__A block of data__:
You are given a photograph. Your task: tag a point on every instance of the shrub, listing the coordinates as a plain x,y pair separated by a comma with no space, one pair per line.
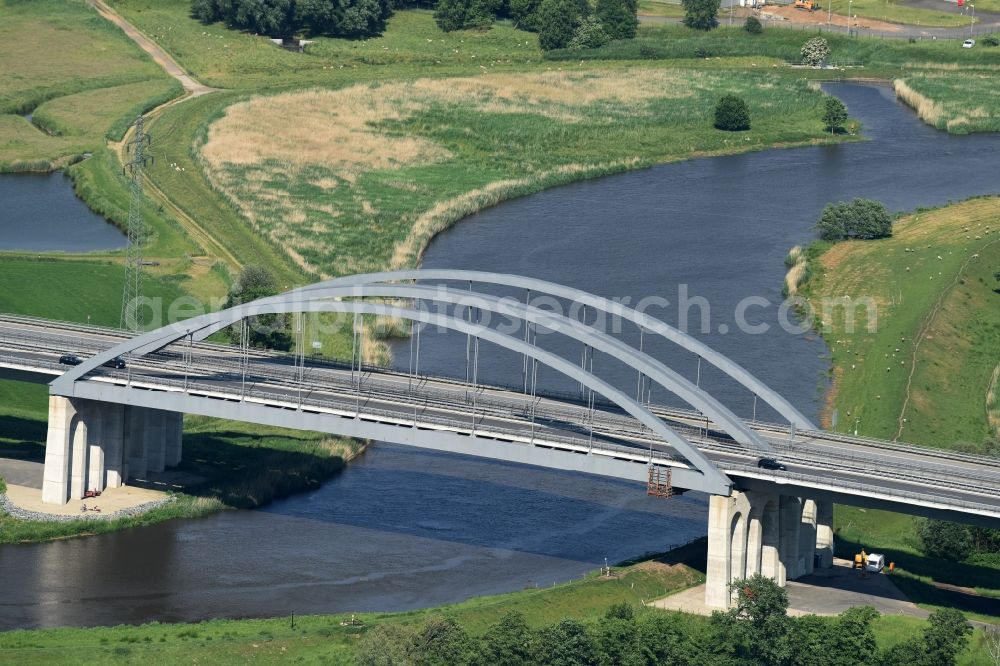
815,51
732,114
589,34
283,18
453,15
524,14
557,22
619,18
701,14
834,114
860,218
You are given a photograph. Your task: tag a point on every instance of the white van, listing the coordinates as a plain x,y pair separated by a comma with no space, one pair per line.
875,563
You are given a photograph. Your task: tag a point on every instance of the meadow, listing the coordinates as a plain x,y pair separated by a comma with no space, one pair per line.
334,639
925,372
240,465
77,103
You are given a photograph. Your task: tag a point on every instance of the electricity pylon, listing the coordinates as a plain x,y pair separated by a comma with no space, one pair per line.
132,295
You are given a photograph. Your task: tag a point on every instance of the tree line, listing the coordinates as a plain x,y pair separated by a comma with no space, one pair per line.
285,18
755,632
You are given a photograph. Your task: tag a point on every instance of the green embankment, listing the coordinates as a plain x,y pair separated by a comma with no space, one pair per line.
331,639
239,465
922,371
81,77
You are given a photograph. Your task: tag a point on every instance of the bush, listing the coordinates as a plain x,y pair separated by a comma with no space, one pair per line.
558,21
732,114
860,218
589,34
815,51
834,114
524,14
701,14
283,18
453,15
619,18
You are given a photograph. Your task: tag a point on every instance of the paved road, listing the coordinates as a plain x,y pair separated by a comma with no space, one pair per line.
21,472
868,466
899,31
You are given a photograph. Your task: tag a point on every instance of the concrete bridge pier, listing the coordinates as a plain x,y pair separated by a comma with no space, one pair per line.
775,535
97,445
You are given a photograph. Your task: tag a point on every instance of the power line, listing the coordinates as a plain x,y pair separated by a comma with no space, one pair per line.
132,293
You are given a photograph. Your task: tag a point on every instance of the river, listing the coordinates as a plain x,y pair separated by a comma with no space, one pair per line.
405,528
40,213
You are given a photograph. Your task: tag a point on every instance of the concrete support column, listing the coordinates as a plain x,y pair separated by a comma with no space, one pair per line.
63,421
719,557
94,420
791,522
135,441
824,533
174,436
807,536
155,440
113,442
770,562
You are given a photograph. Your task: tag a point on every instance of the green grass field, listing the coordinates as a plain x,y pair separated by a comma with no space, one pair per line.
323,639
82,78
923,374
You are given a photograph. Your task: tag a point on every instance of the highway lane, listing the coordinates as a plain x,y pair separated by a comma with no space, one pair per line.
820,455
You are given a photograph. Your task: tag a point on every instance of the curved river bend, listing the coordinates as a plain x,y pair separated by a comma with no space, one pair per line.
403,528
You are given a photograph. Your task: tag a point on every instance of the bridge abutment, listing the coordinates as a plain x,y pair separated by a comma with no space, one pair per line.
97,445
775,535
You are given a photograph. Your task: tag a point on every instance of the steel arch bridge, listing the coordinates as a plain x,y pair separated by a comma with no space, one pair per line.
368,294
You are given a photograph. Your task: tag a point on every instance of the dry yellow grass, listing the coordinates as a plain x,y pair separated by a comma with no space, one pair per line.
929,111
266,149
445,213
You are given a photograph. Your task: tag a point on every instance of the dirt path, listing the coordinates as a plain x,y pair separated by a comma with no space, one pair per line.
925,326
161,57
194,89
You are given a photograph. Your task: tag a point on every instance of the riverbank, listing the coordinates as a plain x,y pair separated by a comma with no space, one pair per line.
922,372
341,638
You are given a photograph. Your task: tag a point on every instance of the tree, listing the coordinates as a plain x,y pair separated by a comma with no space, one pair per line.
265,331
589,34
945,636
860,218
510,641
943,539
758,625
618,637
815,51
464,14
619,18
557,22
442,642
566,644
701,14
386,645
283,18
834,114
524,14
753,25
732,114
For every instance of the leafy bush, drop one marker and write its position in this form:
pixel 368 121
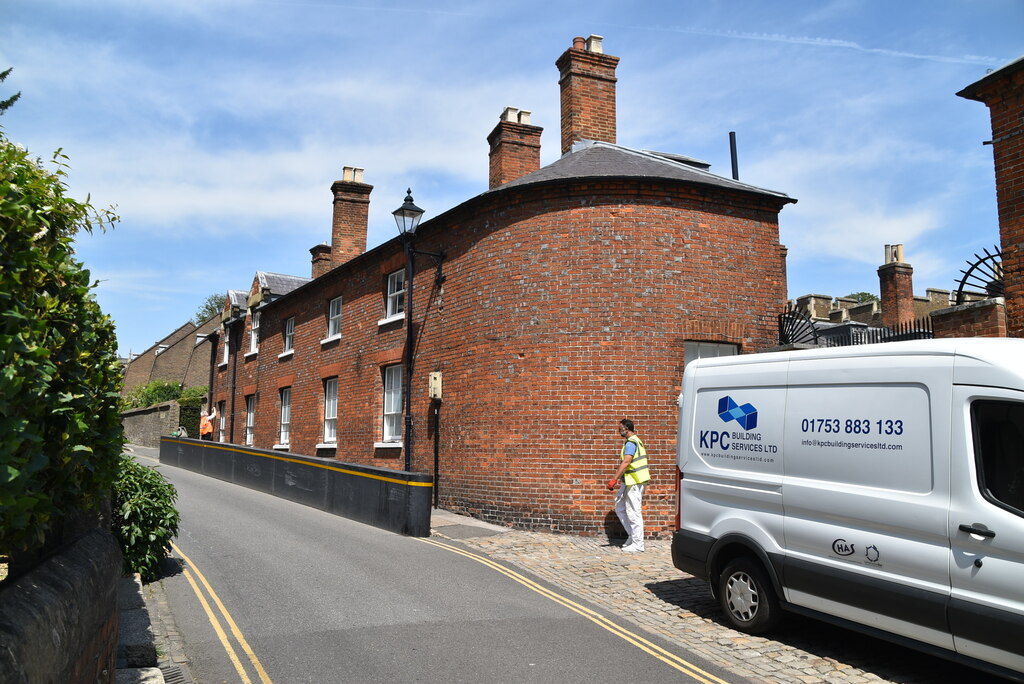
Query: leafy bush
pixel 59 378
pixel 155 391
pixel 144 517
* * *
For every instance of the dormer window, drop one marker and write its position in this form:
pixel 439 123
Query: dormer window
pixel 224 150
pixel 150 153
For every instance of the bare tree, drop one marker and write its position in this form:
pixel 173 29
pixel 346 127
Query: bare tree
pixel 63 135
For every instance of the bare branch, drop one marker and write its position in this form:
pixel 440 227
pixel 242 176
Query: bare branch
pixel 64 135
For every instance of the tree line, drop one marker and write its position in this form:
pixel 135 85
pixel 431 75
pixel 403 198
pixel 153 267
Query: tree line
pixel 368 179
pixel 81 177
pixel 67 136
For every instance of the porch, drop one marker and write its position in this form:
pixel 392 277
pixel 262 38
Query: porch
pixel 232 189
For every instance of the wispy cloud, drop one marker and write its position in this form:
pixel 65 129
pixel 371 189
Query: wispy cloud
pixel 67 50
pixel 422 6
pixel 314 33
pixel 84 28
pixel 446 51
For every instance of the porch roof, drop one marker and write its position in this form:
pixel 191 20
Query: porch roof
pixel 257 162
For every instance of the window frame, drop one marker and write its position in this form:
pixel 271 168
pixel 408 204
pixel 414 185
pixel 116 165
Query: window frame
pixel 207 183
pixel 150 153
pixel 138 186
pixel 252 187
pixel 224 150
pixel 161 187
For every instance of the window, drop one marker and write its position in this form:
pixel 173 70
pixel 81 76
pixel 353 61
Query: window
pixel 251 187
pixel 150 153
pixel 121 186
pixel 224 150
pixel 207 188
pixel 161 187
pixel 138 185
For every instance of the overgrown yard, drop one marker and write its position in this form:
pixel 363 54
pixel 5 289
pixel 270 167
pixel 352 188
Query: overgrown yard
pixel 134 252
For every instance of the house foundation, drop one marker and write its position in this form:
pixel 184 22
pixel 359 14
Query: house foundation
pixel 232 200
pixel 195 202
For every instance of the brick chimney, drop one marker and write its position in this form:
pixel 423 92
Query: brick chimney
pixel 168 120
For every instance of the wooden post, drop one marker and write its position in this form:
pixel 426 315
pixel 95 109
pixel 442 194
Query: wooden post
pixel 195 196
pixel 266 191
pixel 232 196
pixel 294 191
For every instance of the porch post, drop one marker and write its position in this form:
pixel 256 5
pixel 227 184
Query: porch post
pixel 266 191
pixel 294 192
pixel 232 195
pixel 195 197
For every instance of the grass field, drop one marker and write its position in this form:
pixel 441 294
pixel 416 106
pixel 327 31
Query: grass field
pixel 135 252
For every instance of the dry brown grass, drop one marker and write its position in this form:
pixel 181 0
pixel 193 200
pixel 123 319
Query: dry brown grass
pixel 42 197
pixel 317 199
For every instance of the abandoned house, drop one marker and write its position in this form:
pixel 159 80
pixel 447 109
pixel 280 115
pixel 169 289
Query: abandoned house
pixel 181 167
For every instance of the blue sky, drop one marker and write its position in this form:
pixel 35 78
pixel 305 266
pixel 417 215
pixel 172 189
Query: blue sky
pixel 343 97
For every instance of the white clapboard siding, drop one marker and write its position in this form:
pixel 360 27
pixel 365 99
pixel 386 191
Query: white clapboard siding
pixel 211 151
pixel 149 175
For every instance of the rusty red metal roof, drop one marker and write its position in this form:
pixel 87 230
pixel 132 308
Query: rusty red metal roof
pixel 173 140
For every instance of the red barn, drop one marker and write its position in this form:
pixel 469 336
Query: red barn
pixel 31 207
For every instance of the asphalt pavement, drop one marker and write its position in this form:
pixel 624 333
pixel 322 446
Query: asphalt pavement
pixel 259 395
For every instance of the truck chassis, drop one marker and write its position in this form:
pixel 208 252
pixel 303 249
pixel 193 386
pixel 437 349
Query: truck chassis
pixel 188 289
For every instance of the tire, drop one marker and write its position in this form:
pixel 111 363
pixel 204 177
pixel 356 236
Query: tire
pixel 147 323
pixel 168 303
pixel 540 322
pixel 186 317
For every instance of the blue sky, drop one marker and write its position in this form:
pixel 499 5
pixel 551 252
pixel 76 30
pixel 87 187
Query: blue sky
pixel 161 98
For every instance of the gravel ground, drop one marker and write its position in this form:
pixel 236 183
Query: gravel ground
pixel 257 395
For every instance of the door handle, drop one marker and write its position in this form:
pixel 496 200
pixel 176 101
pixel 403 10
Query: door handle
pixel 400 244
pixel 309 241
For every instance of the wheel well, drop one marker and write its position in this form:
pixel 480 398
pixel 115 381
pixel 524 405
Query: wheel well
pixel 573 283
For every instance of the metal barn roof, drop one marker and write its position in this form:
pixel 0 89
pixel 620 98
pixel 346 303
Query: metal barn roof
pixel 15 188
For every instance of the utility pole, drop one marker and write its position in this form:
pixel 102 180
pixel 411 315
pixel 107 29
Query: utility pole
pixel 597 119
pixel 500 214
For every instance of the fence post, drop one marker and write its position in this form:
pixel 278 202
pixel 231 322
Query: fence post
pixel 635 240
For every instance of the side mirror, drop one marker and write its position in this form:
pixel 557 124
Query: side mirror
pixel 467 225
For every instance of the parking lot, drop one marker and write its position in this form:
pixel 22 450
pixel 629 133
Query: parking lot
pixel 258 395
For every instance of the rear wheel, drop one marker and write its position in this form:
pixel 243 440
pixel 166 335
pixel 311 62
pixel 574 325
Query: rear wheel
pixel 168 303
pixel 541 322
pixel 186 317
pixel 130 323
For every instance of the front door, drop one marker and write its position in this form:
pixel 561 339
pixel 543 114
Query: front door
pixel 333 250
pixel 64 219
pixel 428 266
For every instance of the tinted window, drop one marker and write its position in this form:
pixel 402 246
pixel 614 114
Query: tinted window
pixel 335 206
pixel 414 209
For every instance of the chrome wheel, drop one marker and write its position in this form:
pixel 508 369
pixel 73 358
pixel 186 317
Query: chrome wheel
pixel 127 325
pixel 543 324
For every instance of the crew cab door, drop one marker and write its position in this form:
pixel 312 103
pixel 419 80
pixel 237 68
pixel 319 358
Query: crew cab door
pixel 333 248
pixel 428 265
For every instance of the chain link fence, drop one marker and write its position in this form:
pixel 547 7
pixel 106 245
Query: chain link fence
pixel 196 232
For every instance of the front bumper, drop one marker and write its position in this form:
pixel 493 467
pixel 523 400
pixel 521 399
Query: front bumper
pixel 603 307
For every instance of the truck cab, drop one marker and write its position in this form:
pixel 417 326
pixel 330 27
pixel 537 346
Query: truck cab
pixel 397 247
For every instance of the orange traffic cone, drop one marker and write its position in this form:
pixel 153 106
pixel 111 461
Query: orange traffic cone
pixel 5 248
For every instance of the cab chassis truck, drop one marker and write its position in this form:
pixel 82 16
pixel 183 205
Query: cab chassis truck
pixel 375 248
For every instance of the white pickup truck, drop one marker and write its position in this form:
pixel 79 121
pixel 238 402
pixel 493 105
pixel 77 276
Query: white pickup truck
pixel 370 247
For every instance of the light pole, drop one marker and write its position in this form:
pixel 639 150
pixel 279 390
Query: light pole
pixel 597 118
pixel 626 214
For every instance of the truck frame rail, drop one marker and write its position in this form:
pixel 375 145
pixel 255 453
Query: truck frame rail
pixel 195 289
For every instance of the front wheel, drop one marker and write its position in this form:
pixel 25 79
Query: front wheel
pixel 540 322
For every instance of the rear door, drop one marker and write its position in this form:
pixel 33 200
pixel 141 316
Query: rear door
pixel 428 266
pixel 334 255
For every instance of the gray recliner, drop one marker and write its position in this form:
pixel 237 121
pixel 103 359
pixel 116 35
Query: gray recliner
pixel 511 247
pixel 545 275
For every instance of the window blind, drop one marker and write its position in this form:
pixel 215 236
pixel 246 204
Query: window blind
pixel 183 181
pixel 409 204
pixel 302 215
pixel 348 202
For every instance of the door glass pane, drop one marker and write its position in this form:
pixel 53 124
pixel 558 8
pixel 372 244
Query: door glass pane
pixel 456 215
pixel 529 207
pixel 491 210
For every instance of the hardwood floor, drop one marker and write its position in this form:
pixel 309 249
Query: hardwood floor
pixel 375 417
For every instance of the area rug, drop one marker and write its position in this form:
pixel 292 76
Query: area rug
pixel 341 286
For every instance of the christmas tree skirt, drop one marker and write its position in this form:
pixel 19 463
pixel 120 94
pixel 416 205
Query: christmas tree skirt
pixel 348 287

__What you should do__: Rename "Query" to "Target" in the entries from the line with "For every instance of the window frame, drop" up to and including the line with "pixel 343 97", and write out only those lines with nothing else altered.

__Output of the task__:
For every instance of the window frame, drop one marker and write its position in this form:
pixel 271 168
pixel 408 204
pixel 414 185
pixel 116 165
Target: window frame
pixel 207 183
pixel 150 153
pixel 138 186
pixel 252 187
pixel 224 150
pixel 161 187
For every instance of the window, drop one marker and write its position in this form:
pixel 173 70
pixel 81 76
pixel 353 61
Target: window
pixel 251 187
pixel 150 153
pixel 121 186
pixel 224 150
pixel 207 188
pixel 161 187
pixel 138 185
For every instance of the overgrown yard, drop one marker and write its position in this form:
pixel 363 54
pixel 5 289
pixel 270 167
pixel 352 188
Target: overgrown yard
pixel 134 252
For every instance of the house foundation, drop one marker and write its position in this form:
pixel 184 22
pixel 359 14
Target: house foundation
pixel 232 200
pixel 195 202
For every instance of the brick chimney, drop one marker and write its position in this form:
pixel 423 92
Target: brick chimney
pixel 168 120
For every instance of the wooden post, drop one marker and write its position in this form:
pixel 426 315
pixel 95 109
pixel 442 194
Target: wooden post
pixel 195 196
pixel 266 191
pixel 232 196
pixel 294 191
For every instance of the porch post, drop one marker and write its position in this form:
pixel 256 5
pixel 227 184
Target: porch post
pixel 266 191
pixel 294 192
pixel 232 195
pixel 195 197
For every instance of the grass field, drop one marker and write its position in this form:
pixel 441 294
pixel 416 106
pixel 327 31
Target: grass field
pixel 135 252
For every instance of the dry brown grass, drop one marker and write its position in this form:
pixel 181 0
pixel 193 200
pixel 123 319
Target: dry brown grass
pixel 42 197
pixel 317 199
For every instance of the abandoned house, drop one marker and write its position in this form:
pixel 159 80
pixel 447 109
pixel 280 115
pixel 169 289
Target: abandoned house
pixel 181 167
For every instance of the blue sky, drop one marker and write its position in this form:
pixel 35 78
pixel 305 266
pixel 417 215
pixel 172 189
Target: blue sky
pixel 343 97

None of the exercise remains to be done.